**Action item**
Give back exactly the lines from the start of the listing to the line containing "Target: twisted tree trunk", inclusive, and nothing beyond them.
****************************************
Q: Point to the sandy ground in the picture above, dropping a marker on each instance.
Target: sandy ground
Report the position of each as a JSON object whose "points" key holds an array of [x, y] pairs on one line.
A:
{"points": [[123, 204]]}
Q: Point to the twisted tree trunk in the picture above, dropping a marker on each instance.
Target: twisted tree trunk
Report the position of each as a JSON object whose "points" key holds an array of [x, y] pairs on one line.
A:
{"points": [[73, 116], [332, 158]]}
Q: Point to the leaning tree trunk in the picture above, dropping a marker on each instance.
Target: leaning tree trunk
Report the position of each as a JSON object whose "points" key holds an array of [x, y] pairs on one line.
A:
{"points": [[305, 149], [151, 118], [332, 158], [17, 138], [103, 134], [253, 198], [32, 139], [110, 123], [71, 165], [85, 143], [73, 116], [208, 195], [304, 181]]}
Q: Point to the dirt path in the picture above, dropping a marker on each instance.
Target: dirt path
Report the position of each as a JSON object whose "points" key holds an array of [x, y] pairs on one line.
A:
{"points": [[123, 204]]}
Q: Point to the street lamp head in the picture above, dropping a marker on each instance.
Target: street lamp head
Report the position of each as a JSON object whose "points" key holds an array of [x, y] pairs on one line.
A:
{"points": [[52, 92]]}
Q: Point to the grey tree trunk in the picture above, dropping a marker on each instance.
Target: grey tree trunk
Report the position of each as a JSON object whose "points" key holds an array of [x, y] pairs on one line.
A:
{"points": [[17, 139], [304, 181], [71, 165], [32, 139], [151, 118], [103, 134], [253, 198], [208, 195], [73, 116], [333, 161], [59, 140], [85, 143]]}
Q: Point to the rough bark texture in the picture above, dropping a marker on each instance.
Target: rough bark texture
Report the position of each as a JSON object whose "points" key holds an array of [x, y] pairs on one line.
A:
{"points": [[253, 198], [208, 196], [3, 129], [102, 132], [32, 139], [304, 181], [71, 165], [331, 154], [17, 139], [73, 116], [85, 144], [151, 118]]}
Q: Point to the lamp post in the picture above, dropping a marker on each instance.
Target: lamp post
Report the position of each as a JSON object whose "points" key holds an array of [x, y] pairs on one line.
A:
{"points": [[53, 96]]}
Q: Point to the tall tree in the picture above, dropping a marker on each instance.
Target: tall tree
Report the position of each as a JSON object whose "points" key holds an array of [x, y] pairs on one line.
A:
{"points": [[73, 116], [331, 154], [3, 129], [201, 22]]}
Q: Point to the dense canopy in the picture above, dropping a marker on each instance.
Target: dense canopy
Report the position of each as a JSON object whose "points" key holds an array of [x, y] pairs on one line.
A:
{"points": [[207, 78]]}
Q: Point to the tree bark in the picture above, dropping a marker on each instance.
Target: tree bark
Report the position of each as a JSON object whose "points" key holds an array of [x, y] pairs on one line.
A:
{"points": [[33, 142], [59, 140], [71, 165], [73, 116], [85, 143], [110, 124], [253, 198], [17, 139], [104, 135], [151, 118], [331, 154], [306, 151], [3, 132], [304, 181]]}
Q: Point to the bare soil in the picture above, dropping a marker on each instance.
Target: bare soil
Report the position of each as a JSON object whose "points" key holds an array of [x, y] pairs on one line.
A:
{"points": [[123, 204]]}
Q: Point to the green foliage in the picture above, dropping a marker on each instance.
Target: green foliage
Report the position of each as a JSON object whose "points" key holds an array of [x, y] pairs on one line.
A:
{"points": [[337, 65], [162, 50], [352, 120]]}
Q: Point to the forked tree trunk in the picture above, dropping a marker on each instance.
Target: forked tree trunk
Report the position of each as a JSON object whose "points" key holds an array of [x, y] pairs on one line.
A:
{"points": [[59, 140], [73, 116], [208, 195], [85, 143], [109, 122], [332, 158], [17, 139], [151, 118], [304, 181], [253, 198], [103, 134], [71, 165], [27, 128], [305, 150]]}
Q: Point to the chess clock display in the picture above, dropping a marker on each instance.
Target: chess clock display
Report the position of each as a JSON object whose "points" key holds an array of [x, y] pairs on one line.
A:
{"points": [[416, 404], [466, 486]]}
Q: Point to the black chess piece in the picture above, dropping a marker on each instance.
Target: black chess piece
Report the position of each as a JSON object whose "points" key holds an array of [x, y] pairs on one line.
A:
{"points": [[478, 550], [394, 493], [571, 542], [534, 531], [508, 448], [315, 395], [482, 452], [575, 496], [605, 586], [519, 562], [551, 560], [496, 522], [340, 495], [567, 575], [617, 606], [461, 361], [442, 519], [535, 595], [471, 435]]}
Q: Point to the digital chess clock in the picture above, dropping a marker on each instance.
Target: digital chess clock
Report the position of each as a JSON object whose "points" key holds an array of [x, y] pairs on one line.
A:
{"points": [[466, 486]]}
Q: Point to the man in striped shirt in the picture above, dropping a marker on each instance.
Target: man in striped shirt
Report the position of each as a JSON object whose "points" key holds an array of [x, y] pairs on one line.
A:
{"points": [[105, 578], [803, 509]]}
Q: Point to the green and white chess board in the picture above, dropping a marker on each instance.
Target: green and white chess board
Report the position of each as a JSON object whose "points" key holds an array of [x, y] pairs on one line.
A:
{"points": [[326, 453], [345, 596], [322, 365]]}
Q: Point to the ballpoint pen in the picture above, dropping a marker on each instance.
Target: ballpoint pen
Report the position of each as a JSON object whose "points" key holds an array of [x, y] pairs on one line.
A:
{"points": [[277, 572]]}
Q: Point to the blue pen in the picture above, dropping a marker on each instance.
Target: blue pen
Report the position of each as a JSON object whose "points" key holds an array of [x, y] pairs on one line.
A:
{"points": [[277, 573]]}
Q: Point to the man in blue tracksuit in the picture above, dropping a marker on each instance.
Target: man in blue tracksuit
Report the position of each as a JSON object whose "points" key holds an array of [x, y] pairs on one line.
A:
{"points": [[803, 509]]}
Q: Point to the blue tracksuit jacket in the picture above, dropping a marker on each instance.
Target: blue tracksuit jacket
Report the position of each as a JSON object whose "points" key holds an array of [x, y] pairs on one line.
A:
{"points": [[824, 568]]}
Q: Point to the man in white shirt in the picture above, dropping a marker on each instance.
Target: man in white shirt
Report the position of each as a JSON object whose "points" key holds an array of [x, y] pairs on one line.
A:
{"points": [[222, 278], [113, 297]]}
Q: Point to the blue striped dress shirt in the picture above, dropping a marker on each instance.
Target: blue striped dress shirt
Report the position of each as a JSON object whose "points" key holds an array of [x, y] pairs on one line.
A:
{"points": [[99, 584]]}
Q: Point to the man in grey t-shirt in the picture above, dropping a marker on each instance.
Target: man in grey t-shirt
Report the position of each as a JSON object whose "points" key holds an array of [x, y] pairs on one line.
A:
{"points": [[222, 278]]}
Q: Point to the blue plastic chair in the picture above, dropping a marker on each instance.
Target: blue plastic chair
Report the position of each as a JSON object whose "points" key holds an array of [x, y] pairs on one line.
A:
****************************************
**Written solution**
Q: Point to the sandy ground in the picture above, dropping a marker on each instance.
Target: sandy ground
Report the position of each as a JSON object whose "points" key holds an array of [x, y] pairs on one line.
A:
{"points": [[123, 204]]}
Q: Point to the twisted tree trunk in the picture above, dropping a marker on each instance.
Target: twisted tree trunk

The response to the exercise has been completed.